## TAREFA DO EXERCÍCIO
Reescreva o trecho do texto sobre a Orquestra Geração que vai de "Este é o ensaio" até "guiar os alunos.", trocando "alunos" por "estudantes".

## TRECHO SELECIONADO
——————————
“Nós temos de soar como um grupo”. É assim que se inicia uma tarde de ensaios na Escola Básica do Bairro do Armador, em Lisboa. A frase, dita pelo professor João Barata, é proferida na sala de aula onde os alunos que constituem o conjunto cordas preparam o seu reportório. Daqui a alguns minutos, estes estudantes vão juntar-se aos que fazem parte dos outros naipes – sopros e percussão – para mais um ensaio geral de um dos núcleos do projeto Orquestra Geração.
Este é o ensaio da Orquestra Municipal de Lisboa, constituída por alunos das várias escolas da região que fazem parte da Orquestra Geração. O objetivo do projeto – que celebra este ano 17 anos – é “o desenvolvimento de todas as crianças e jovens que nele participam”. “Atenção, estamos a crescer, é a própria música que vai subindo”, indica o professor João Barata, durante o ensaio, que assim tenta guiar os alunos.
——————————
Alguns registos

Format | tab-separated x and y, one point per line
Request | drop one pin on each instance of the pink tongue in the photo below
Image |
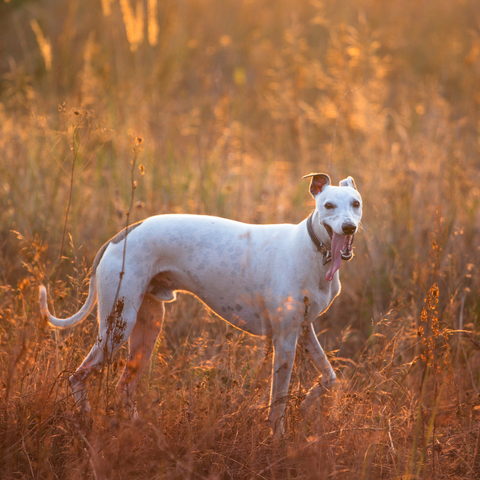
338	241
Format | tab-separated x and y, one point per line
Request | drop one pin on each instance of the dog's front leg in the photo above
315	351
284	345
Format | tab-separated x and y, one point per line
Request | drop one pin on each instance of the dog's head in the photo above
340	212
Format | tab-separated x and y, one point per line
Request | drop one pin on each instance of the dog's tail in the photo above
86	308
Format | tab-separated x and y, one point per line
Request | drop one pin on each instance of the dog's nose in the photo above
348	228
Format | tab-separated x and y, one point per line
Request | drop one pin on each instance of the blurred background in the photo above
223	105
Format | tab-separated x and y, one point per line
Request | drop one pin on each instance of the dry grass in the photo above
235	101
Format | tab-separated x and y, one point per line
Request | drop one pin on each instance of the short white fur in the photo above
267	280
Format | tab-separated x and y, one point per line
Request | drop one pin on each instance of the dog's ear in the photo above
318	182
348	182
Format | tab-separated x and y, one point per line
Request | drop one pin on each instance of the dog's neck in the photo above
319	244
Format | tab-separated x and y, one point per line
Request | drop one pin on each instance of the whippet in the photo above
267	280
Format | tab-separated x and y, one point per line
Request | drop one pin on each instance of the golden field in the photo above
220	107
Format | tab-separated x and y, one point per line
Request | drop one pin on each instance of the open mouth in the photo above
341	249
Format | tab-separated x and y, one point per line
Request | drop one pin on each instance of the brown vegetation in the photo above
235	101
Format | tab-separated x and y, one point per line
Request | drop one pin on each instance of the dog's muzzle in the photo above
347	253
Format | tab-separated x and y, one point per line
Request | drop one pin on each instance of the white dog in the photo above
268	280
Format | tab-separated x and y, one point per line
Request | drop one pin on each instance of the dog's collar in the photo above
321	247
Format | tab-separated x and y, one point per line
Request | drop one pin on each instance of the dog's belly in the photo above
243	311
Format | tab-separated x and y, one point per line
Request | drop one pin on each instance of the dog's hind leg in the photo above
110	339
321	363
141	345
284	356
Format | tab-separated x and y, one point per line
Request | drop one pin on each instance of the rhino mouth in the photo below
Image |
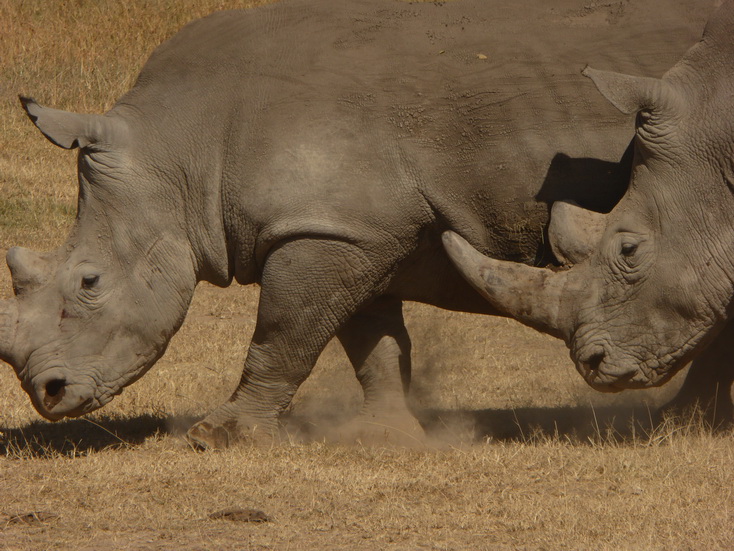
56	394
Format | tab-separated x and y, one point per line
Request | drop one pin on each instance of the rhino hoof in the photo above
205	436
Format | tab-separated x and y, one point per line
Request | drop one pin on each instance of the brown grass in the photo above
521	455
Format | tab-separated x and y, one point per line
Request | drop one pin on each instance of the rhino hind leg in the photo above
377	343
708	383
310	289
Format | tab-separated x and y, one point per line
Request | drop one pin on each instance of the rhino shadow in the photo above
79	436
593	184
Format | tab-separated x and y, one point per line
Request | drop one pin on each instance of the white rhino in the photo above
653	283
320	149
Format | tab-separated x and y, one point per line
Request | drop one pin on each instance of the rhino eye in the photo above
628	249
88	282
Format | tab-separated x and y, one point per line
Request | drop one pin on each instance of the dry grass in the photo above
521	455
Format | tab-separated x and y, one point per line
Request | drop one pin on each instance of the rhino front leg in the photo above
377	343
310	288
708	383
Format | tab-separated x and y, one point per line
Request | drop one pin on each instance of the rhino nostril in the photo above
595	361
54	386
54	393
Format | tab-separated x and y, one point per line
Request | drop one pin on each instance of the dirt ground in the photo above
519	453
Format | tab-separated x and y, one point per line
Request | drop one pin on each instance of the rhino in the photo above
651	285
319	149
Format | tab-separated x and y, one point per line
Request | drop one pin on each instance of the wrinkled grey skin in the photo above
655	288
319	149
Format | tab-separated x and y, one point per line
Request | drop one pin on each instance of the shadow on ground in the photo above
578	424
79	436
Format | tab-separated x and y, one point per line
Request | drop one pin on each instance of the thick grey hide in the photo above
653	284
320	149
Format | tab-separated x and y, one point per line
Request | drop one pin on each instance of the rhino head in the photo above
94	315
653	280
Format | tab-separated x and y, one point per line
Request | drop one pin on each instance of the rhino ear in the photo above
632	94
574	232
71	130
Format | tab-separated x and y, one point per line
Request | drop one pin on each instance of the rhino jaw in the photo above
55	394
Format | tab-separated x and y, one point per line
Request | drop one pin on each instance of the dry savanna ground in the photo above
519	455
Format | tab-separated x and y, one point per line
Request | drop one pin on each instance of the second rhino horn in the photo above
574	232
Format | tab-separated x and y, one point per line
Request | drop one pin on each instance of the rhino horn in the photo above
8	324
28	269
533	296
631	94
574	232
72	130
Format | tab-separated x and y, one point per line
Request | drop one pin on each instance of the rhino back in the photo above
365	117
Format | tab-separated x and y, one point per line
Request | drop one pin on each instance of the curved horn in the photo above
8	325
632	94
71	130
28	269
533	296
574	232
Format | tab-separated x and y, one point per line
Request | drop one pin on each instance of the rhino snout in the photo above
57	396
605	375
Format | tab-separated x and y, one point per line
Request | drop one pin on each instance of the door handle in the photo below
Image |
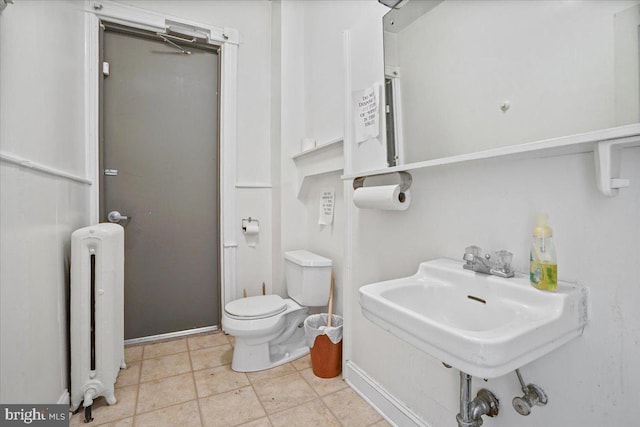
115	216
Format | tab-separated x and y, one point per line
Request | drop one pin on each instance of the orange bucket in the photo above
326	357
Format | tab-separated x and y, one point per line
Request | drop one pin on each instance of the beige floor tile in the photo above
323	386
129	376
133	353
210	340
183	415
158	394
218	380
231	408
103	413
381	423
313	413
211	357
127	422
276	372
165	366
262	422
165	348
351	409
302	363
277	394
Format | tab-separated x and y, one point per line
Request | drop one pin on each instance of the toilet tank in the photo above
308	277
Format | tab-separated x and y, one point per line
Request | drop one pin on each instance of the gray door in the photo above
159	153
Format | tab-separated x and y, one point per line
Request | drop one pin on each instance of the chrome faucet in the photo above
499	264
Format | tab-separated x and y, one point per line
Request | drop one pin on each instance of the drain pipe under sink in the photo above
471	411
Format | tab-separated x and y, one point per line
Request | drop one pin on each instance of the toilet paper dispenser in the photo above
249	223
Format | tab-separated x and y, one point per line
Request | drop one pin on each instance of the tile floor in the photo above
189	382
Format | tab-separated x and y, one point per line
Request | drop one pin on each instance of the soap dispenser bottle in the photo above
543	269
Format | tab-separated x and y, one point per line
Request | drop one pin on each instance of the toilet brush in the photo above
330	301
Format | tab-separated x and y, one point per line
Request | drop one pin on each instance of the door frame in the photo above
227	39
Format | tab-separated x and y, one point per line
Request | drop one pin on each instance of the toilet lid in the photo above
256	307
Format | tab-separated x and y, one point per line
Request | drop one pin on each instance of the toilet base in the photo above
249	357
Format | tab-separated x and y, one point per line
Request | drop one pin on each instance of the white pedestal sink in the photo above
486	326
——————————
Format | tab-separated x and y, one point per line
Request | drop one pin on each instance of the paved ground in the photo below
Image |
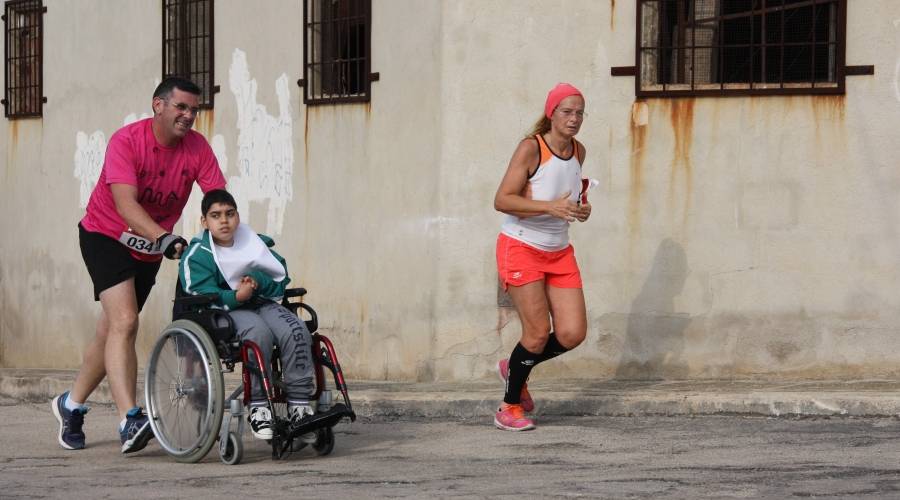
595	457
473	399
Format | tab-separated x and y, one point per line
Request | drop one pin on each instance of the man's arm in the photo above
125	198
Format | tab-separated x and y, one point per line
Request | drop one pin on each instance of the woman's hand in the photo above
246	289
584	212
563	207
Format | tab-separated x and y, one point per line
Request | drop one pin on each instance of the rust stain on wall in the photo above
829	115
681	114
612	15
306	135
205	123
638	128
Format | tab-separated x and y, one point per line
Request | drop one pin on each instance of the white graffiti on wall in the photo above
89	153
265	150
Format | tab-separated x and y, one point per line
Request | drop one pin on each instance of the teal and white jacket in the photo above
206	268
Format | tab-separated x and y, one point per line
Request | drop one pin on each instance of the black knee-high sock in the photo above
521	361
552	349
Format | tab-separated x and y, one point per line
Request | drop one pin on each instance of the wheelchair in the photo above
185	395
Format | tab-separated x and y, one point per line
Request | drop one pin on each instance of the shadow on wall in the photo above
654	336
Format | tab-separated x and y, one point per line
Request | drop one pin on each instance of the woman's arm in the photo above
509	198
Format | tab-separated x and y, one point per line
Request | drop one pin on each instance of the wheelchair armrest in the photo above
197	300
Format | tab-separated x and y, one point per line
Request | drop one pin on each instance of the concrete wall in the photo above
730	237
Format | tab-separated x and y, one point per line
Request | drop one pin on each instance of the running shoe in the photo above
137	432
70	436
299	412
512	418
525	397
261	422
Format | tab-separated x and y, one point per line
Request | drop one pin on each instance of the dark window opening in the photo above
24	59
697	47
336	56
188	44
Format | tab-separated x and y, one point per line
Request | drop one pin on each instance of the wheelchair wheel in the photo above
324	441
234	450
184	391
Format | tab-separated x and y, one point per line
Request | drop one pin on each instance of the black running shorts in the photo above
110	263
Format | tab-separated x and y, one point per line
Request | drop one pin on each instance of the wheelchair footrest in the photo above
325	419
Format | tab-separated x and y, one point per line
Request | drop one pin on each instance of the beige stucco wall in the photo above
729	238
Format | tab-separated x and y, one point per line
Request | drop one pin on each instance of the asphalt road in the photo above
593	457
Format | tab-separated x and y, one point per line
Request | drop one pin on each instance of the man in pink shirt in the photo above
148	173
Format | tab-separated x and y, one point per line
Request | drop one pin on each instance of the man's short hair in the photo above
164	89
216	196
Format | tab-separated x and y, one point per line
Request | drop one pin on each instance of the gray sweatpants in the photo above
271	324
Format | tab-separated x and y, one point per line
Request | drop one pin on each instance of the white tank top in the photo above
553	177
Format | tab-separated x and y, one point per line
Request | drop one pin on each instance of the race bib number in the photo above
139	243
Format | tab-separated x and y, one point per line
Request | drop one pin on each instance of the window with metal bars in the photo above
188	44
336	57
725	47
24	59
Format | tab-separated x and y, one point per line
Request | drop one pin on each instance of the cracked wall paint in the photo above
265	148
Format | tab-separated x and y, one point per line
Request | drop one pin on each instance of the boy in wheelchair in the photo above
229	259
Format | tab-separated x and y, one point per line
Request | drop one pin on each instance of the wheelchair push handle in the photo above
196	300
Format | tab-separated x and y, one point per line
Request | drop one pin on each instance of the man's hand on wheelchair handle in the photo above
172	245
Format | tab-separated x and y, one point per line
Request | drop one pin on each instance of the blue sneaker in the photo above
——————————
## RESPOSTA FINAL
Este é o ensaio da Orquestra Municipal de Lisboa, constituída por estudantes das várias escolas da região que fazem parte da Orquestra Geração. O objetivo do projeto – que celebra este ano 17 anos – é “o desenvolvimento de todas as crianças e jovens que nele participam”. “Atenção, estamos a crescer, é a própria música que vai subindo”, indica o professor João Barata, durante o ensaio, que assim tenta guiar os estudantes.